Short exercise:
Set down, in full, every record in the block.

────────────────────────────────────────

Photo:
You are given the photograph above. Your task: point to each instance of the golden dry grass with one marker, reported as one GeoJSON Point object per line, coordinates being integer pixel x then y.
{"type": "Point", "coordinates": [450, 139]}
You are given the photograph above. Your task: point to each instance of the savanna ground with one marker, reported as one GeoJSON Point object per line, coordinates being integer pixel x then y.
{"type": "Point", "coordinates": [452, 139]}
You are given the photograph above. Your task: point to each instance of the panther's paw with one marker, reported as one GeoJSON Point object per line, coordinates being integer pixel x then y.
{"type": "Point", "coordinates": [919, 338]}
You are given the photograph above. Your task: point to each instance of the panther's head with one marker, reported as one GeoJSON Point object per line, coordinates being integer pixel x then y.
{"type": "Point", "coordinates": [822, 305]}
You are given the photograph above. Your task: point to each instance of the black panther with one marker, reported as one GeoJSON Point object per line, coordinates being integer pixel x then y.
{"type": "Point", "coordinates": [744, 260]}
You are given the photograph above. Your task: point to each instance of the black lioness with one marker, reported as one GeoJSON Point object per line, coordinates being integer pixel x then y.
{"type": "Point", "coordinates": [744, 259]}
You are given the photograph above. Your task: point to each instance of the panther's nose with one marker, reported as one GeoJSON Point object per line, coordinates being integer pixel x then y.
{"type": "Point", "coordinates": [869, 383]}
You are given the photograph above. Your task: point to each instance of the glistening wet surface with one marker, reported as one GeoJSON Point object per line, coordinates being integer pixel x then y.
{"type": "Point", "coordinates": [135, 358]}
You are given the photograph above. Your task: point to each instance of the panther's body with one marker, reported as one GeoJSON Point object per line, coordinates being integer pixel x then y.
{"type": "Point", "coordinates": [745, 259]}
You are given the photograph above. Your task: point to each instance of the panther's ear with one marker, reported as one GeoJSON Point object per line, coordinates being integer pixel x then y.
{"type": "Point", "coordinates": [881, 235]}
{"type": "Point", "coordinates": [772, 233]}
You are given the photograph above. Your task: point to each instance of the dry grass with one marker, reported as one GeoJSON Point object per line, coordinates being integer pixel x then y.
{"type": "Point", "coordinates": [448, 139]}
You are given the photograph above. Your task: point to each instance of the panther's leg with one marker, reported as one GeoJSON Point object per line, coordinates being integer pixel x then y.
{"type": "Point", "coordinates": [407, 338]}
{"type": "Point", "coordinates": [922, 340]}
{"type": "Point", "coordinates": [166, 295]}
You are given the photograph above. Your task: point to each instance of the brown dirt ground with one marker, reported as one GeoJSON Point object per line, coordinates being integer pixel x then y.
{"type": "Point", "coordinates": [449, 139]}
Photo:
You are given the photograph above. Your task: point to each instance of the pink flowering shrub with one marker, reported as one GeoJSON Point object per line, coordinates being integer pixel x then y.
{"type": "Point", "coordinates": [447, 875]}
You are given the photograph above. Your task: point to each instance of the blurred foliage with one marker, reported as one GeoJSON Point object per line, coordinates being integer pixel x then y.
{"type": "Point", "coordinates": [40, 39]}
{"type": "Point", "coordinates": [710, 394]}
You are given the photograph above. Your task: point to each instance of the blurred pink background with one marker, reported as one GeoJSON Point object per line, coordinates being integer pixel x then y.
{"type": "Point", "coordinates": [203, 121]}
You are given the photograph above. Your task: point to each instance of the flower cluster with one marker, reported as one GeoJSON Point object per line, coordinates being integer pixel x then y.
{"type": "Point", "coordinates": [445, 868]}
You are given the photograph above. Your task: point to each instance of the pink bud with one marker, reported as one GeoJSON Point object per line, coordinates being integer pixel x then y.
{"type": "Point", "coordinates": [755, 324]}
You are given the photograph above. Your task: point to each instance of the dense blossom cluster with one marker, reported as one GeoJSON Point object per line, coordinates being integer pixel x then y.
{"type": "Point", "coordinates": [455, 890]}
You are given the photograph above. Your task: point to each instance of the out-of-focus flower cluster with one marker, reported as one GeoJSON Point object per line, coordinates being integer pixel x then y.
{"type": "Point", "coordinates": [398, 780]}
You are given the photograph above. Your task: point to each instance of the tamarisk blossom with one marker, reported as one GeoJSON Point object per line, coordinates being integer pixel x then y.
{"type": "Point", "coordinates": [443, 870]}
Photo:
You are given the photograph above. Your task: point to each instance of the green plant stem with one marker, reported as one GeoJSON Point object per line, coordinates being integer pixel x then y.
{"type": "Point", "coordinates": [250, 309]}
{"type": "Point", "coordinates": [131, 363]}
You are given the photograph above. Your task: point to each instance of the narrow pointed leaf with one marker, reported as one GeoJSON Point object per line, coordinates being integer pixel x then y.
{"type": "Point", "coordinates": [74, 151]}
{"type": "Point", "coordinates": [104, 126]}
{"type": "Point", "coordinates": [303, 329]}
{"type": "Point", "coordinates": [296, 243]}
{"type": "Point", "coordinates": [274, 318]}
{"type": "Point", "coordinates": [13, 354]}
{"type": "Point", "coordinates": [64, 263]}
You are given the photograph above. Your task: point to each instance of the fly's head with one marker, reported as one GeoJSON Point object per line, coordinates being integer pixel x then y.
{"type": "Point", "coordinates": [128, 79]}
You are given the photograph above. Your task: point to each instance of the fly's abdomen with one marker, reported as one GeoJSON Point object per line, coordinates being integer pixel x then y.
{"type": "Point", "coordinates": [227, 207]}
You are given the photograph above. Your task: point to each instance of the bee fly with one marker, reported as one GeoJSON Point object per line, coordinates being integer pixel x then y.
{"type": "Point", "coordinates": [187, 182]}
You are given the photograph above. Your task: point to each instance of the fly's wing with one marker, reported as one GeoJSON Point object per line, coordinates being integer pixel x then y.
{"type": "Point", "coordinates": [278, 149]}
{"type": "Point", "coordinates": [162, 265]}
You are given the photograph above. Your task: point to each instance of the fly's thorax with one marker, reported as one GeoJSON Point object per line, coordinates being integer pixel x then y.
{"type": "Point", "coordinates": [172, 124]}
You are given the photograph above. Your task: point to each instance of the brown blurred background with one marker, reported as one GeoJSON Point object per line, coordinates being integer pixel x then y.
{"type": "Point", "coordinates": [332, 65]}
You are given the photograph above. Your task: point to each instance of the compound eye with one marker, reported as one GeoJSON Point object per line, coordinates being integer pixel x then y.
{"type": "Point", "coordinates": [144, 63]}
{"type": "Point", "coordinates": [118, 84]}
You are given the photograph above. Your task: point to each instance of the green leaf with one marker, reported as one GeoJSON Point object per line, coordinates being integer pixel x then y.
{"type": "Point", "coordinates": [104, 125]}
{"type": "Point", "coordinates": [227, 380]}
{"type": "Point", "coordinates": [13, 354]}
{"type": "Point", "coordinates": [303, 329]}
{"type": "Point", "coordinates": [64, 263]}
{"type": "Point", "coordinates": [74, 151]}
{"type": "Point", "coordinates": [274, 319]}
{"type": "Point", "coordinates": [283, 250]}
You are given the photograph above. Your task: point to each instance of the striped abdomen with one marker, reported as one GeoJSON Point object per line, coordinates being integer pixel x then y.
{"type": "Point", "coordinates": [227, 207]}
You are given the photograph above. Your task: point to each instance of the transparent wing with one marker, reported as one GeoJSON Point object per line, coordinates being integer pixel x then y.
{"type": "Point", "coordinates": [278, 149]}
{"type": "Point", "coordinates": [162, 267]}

────────────────────────────────────────

Answer:
Photo:
You are given the photograph above. Your task: point to each instance of the golden dry grass with one marker, reported as one GeoJSON Point object per line, coordinates being integer pixel x then y.
{"type": "Point", "coordinates": [450, 139]}
You are given the photograph above. Your task: point to each instance of the savanna ground with one marker, reported as one GeoJSON Point object per line, coordinates being integer pixel x then y.
{"type": "Point", "coordinates": [452, 139]}
You are given the photograph above. Your task: point to each instance of the panther's paw with one marker, reported as one GeoJSON Point object per line, coordinates being integer pixel x then y.
{"type": "Point", "coordinates": [919, 338]}
You are given the photograph above. Your task: point to each instance of the panther's head with one marker, reported as one GeoJSON Point object per line, coordinates being integer pixel x then y.
{"type": "Point", "coordinates": [822, 305]}
You are given the photograph above. Your task: point to each instance of the black panther with one marker, reported as one GeoJSON Point object per line, coordinates being integer pixel x then y.
{"type": "Point", "coordinates": [744, 260]}
You are given the photograph above. Your task: point to each instance of the black lioness with one marker, reported as one GeoJSON Point object per line, coordinates being integer pixel x then y.
{"type": "Point", "coordinates": [744, 259]}
You are given the photograph above. Your task: point to each instance of the panther's nose with one marker, reported as one GeoJSON Point object per line, coordinates being integer pixel x then y.
{"type": "Point", "coordinates": [869, 383]}
You are given the photograph above. Your task: point to each instance of the glistening wet surface with one marker, reported as one GeoJSON Point object per line, coordinates being integer pixel x then y.
{"type": "Point", "coordinates": [135, 358]}
You are given the photograph above. Your task: point to each instance of the panther's body with one marker, reported as one GeoJSON Point object per line, coordinates being integer pixel x then y.
{"type": "Point", "coordinates": [745, 259]}
You are given the photograph above. Your task: point to each instance of the panther's ear with one marker, reported as one GeoJSON Point object per line, coordinates being integer pixel x then y.
{"type": "Point", "coordinates": [881, 235]}
{"type": "Point", "coordinates": [772, 233]}
You are given the photograph above. Your task: point to each instance of the dry grass with one marker, reported as one GeoJSON Point object per line, coordinates being integer pixel x then y.
{"type": "Point", "coordinates": [448, 139]}
You are given the photograph above. Your task: point to each instance of the panther's leg with one marker, reported as one GeoJSON Point object per line, coordinates being integer pixel x then y.
{"type": "Point", "coordinates": [407, 338]}
{"type": "Point", "coordinates": [922, 340]}
{"type": "Point", "coordinates": [166, 295]}
You are given the photograph above. Your task: point to each instance of the brown dirt ground with one marker, reported as one GeoJSON Point object per line, coordinates being integer pixel x then y.
{"type": "Point", "coordinates": [449, 139]}
Photo:
You are given the photograph above. Your task: point to each instance of the pink flowering shrub with one marker, reported as one GeoJSON Point object per line, coordinates being integer pixel x then y.
{"type": "Point", "coordinates": [447, 875]}
You are given the photograph above. Your task: point to each instance of the blurred foliage with one marker, reported as one GeoJSON Point object per line, coordinates being integer pixel x then y.
{"type": "Point", "coordinates": [40, 39]}
{"type": "Point", "coordinates": [710, 394]}
You are given the photograph above. Your task: point to each instance of the blurred pink background with one marker, reported as one GeoJSON Point object per line, coordinates being integer pixel x then y.
{"type": "Point", "coordinates": [203, 121]}
You are given the photograph above. Your task: point to each instance of the flower cluster with one marker, reported as one GeoJSON Point object per line, coordinates being integer pixel x then y.
{"type": "Point", "coordinates": [445, 868]}
You are given the photograph above. Your task: point to each instance of the pink bud with one marker, reported as one GeoJSON Point object per line, coordinates being integer pixel x then y.
{"type": "Point", "coordinates": [755, 324]}
You are given the photograph above. Your task: point to each instance of the dense blossom cluster with one marker, reported as one GeoJSON Point object per line, coordinates being integer pixel x then y.
{"type": "Point", "coordinates": [455, 890]}
You are given the photograph above. Your task: point to each instance of the out-of-focus flower cluster with one marker, reported as one GeoJSON Point object per line, coordinates being integer pixel x then y.
{"type": "Point", "coordinates": [398, 780]}
You are given the photograph above. Your task: point to each instance of the tamarisk blossom with one marker, reported as one GeoJSON Point object per line, coordinates being integer pixel x then y.
{"type": "Point", "coordinates": [443, 870]}
Photo:
You are given the photograph above. Your task: point to each instance of the green plant stem with one marker, reported as one GeoJSON Point object per line, coordinates being integer pixel x then y.
{"type": "Point", "coordinates": [250, 309]}
{"type": "Point", "coordinates": [131, 363]}
You are given the photograph above. Your task: point to each instance of the narrow pointed leaf with one marker, reported as one GeoJSON Point object per line, coordinates being integer pixel x then y.
{"type": "Point", "coordinates": [74, 151]}
{"type": "Point", "coordinates": [104, 126]}
{"type": "Point", "coordinates": [303, 329]}
{"type": "Point", "coordinates": [296, 243]}
{"type": "Point", "coordinates": [274, 318]}
{"type": "Point", "coordinates": [13, 354]}
{"type": "Point", "coordinates": [64, 263]}
You are given the photograph above. Your task: point to each instance of the fly's head with one marker, reported as one GeoJSON Point object per line, coordinates being integer pixel x then y.
{"type": "Point", "coordinates": [128, 79]}
You are given the photograph above. Your task: point to each instance of the fly's abdomen with one marker, reported as one GeoJSON Point object per line, coordinates being integer pixel x then y.
{"type": "Point", "coordinates": [227, 207]}
You are given the photograph above. Your task: point to each instance of the bee fly with one marker, reported as one GeoJSON Point object per line, coordinates being integer pixel x then y.
{"type": "Point", "coordinates": [187, 182]}
You are given the photograph above. Your task: point to each instance of the fly's wing with one marker, reported as one GeoJSON Point object per line, coordinates being integer pixel x then y.
{"type": "Point", "coordinates": [278, 149]}
{"type": "Point", "coordinates": [162, 265]}
You are given the photograph above. Your task: point to each instance of the fly's thorax with one marker, reported as one GeoJSON Point object per line, coordinates being integer pixel x then y.
{"type": "Point", "coordinates": [172, 124]}
You are given the photograph above. Your task: point to each instance of the brown blurred background with one marker, reported as one GeoJSON Point object per line, coordinates being integer pixel x then y.
{"type": "Point", "coordinates": [332, 65]}
You are given the photograph above. Your task: point to each instance of the compound eye with one marker, reported as one GeoJSON Point object per line, coordinates being integer pixel x then y.
{"type": "Point", "coordinates": [144, 63]}
{"type": "Point", "coordinates": [118, 84]}
You are given the photograph above. Your task: point to each instance of the green leaf with one marker, reported as one GeoJSON Point object per line, coordinates being integer pixel x then y.
{"type": "Point", "coordinates": [104, 125]}
{"type": "Point", "coordinates": [227, 380]}
{"type": "Point", "coordinates": [13, 354]}
{"type": "Point", "coordinates": [303, 329]}
{"type": "Point", "coordinates": [64, 263]}
{"type": "Point", "coordinates": [74, 151]}
{"type": "Point", "coordinates": [274, 319]}
{"type": "Point", "coordinates": [283, 250]}
You are given the photograph above. Your task: point to each instance of the striped abdomen with one marker, reported as one GeoJSON Point object per line, coordinates being integer pixel x then y.
{"type": "Point", "coordinates": [227, 207]}
You are given the photograph above. Your task: point to each instance of the transparent wing with one marker, reported as one GeoJSON Point object per line, coordinates being integer pixel x then y.
{"type": "Point", "coordinates": [278, 149]}
{"type": "Point", "coordinates": [162, 267]}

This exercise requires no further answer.